- _Exercise description_:
Reproduce only the lines from the line containing "Labeling rule: each instance of the wristwatch" to the end of the entries below, including both of those lines.

begin Working data

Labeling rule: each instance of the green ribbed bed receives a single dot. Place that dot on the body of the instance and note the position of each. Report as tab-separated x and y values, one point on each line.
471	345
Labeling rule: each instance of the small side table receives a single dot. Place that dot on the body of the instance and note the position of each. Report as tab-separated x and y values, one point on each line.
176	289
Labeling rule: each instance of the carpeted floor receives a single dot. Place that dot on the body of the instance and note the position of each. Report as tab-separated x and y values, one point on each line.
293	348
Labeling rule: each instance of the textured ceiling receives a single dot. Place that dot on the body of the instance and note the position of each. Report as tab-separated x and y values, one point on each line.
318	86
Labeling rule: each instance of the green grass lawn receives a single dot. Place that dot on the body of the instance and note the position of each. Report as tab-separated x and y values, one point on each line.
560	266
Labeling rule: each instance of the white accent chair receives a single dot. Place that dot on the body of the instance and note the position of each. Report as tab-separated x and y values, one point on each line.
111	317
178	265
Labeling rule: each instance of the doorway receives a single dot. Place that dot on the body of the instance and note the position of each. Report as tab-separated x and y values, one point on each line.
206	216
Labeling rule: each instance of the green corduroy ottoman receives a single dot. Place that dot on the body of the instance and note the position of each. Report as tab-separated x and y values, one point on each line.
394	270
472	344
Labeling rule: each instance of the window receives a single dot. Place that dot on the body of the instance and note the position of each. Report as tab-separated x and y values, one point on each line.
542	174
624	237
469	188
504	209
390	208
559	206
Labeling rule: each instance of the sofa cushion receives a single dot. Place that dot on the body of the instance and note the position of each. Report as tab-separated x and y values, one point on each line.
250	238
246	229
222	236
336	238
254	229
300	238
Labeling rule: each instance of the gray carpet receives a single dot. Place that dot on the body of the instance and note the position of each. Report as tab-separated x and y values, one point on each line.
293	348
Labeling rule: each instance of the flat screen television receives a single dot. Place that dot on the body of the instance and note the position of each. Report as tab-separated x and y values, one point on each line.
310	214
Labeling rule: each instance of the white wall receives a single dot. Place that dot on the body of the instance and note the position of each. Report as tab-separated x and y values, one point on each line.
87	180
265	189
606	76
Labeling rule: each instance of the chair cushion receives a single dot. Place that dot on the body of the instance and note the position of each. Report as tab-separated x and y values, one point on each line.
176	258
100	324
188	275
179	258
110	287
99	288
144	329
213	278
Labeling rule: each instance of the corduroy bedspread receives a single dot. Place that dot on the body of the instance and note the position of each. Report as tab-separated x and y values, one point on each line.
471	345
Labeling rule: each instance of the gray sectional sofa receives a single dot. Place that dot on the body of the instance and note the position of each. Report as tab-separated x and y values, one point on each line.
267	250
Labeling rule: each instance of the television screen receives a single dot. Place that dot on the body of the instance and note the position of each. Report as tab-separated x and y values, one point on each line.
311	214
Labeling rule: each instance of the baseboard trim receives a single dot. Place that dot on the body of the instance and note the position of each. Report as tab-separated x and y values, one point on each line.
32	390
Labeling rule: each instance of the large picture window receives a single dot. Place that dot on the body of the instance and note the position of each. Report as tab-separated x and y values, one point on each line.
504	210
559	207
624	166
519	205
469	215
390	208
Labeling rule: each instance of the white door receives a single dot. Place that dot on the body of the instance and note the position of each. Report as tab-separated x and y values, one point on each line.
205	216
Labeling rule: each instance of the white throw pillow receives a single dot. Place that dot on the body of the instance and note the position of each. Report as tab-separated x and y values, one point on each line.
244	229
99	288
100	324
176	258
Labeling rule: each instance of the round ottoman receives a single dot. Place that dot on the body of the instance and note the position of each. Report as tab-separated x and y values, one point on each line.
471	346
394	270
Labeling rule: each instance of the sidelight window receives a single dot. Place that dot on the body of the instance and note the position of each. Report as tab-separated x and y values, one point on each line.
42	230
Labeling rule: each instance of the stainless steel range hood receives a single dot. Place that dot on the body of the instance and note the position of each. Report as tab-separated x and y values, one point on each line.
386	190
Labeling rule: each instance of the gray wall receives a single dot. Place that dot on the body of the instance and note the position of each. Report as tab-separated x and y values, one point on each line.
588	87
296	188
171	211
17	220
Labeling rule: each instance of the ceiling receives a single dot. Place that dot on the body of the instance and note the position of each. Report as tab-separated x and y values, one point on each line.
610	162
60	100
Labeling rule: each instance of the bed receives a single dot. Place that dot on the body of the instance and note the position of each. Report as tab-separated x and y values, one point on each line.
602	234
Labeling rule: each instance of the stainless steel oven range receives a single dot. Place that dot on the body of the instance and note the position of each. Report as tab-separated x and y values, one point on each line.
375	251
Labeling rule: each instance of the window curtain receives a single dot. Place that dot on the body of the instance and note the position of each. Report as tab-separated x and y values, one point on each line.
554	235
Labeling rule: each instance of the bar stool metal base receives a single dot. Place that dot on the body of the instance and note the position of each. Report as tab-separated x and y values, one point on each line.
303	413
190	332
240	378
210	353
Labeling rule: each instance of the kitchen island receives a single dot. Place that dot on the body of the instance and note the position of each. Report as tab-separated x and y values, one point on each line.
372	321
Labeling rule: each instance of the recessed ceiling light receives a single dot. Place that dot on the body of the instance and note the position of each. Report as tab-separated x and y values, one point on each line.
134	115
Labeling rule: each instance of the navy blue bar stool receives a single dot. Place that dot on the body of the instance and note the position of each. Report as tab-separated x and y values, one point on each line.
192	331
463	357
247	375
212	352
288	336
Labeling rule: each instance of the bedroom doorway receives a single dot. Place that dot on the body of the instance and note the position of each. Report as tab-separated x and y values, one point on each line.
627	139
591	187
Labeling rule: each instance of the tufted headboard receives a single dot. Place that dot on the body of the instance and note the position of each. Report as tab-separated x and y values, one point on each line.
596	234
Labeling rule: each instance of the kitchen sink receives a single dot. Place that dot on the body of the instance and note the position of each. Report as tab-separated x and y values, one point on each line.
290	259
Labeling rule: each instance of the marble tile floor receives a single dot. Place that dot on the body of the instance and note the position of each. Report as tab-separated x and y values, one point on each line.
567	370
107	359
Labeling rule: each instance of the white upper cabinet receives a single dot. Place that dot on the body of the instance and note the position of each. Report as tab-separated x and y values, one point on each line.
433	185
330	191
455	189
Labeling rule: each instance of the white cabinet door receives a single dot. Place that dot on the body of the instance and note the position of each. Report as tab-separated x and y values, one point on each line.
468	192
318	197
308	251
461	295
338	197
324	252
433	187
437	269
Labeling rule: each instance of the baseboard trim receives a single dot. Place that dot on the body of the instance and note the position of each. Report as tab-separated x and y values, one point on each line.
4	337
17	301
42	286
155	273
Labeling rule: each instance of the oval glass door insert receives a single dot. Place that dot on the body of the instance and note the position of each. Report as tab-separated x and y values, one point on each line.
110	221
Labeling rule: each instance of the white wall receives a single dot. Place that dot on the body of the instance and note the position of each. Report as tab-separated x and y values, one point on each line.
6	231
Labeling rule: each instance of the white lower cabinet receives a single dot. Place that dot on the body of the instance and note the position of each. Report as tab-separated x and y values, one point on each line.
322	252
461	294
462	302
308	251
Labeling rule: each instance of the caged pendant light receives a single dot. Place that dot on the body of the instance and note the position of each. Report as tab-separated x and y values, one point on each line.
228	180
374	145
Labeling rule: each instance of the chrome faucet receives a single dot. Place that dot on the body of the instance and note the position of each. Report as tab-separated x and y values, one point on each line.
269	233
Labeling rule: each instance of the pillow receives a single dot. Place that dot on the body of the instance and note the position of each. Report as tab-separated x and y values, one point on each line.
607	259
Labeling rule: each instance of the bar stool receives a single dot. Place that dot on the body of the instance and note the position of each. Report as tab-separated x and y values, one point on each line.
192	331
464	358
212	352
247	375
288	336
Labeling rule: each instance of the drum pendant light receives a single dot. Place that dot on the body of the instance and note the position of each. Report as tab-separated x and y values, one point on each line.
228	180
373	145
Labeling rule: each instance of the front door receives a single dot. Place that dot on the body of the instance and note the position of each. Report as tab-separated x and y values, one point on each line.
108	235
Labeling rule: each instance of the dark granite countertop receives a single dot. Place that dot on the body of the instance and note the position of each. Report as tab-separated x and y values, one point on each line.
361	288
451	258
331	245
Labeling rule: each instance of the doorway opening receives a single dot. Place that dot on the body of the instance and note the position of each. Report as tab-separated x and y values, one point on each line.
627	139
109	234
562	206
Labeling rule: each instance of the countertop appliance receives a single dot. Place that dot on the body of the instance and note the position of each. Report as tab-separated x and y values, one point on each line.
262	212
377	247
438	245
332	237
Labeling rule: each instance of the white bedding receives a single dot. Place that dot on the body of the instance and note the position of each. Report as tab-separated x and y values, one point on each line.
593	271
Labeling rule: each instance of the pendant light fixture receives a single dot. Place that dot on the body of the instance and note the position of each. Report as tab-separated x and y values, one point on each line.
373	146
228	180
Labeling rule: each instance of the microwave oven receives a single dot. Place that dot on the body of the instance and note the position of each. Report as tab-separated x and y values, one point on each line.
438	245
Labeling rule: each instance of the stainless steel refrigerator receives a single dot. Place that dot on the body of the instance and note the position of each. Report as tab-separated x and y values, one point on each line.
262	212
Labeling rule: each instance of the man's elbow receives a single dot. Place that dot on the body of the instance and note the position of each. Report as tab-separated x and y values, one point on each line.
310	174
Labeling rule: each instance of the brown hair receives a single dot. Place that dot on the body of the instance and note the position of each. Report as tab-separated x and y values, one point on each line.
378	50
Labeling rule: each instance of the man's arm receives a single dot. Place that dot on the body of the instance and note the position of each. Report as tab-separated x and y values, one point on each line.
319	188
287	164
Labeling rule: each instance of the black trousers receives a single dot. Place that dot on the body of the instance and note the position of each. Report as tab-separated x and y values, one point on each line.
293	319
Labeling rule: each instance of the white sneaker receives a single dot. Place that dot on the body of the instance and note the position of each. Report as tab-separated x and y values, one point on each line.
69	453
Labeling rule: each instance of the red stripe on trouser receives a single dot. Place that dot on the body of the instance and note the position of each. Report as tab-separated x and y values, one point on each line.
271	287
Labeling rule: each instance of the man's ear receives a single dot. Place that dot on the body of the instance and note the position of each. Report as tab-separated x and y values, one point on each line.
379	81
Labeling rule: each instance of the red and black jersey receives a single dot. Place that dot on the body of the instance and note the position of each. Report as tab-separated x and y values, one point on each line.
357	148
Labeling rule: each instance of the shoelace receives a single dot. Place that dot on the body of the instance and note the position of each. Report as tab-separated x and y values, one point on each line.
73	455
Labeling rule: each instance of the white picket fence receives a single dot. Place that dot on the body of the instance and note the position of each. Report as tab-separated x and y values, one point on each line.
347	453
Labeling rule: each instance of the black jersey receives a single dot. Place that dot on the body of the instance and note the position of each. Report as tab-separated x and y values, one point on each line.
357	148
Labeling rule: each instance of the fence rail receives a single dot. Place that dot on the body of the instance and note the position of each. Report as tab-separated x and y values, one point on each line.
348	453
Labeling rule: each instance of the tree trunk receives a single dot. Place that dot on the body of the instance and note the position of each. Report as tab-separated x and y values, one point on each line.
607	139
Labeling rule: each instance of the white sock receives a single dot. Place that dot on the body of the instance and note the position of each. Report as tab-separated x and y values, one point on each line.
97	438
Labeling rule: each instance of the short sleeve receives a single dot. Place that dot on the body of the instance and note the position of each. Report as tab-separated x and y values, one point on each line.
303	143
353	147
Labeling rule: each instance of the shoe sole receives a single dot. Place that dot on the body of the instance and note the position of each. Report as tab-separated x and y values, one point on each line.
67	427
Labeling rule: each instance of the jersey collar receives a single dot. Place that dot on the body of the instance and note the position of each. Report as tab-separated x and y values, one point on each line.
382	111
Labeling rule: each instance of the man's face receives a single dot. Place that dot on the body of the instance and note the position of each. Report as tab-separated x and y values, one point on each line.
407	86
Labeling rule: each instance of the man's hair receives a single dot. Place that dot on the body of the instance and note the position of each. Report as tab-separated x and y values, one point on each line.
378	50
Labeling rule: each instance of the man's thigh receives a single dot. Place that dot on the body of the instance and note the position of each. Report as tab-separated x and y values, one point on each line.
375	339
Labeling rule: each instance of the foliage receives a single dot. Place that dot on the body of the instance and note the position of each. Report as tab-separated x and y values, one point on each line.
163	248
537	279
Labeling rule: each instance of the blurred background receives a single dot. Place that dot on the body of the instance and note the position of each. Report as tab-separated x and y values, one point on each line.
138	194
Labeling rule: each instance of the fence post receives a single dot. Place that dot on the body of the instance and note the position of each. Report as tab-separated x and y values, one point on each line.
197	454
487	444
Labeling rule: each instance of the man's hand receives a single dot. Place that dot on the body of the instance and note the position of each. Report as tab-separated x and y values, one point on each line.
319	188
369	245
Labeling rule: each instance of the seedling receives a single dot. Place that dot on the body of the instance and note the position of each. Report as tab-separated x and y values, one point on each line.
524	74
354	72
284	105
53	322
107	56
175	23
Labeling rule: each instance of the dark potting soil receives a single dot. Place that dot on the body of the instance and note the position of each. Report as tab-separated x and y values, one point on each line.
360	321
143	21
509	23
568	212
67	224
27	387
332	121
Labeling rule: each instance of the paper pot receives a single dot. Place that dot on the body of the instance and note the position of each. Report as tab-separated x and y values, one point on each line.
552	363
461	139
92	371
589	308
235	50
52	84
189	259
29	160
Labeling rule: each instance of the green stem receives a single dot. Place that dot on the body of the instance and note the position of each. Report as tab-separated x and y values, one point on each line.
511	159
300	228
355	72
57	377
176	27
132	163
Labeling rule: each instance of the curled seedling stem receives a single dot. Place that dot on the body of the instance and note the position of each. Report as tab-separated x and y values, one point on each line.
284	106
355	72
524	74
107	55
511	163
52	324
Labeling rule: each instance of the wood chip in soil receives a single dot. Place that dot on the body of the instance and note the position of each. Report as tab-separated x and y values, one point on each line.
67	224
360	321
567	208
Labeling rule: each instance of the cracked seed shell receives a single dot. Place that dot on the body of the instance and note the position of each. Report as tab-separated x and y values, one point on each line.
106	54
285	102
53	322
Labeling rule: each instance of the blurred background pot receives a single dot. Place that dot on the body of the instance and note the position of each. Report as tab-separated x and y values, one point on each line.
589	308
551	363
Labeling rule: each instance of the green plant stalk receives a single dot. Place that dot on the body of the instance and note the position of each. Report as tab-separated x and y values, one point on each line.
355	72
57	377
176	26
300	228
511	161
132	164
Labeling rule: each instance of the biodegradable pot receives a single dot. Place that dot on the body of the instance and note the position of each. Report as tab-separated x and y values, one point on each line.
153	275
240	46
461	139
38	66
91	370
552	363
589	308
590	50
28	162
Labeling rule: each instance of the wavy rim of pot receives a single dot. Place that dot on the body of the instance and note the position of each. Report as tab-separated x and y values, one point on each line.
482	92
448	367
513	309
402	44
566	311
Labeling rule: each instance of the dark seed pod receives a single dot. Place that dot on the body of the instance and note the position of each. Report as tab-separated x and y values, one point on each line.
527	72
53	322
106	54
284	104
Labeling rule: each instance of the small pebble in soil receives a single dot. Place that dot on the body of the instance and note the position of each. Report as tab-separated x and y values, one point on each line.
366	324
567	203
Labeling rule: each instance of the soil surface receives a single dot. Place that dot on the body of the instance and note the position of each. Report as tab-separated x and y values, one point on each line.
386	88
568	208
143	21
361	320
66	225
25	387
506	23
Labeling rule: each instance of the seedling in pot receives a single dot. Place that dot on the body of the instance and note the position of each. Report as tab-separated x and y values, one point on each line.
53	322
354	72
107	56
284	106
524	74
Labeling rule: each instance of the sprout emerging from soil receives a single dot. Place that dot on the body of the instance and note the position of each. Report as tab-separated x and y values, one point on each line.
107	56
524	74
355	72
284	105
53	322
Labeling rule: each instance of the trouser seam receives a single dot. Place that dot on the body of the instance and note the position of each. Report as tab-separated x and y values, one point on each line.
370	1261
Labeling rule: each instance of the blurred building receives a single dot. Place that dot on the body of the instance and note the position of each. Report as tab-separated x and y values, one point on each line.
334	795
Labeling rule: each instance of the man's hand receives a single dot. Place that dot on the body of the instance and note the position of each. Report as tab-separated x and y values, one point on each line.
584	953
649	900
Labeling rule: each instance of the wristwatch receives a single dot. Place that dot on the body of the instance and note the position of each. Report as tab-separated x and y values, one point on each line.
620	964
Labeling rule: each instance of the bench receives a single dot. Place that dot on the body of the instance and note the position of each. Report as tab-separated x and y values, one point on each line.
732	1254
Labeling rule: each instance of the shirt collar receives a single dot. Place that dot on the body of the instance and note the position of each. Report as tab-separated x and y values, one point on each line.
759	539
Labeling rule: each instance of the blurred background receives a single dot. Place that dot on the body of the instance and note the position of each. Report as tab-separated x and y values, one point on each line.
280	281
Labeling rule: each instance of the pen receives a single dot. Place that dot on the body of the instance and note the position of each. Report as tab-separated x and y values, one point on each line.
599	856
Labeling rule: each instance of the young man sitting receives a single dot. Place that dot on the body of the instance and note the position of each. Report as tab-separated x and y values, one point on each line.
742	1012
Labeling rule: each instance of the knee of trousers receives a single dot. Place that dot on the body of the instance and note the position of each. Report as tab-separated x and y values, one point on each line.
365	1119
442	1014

end Working data

- _Solved problem_:
Labeling rule: each instance of the wristwatch receives a single dot. Place that dot on the body of the instance and note the position of each. Report as tab-separated x and y values, one point on each line.
620	964
Labeling rule: each instance of the bench receives a single dot. Place that dot on the body of the instance and note the position of each. Report as tab-separated x and y values, one point on each line.
732	1254
Labeling rule: each instance of the shirt collar receives a single dot. Place that dot on the body of the instance and note the position of each. Report as tab-separated x and y values, one point on each line.
759	539
Labeling rule: each instance of the blurred background receives a single dot. Place that dot on the body of the instance and note the position of each. Report as tab-separated x and y values, one point on each line.
280	281
Labeling rule: each instance of the pen receives a single dot. Place that dot on the body of the instance and note the position of each. Report as tab-separated x and y values, one point on each line.
599	856
Labeling rule: each instance of the young man sitting receives a single dot. Place that dot on the body of the instance and note the position of each. Report as tab-separated x and y values, one point on each line.
742	1012
Labeling rule: each instance of the knee of trousers receives a single dot. Place that dot on the body of the instance and note the position of each. Report as tab-separated x and y values, one point on each line.
365	1119
442	1014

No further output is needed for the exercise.